→ What is required
Line by line, transcribe the data shown below.

Stored data entries
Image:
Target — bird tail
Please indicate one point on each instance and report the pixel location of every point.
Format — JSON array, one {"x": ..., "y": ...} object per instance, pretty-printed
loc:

→ Exercise result
Image:
Target — bird tail
Please indicate one point on each instance and report the pixel location of every point.
Format — JSON array, one {"x": ..., "y": ...} object per instance, pretty-printed
loc:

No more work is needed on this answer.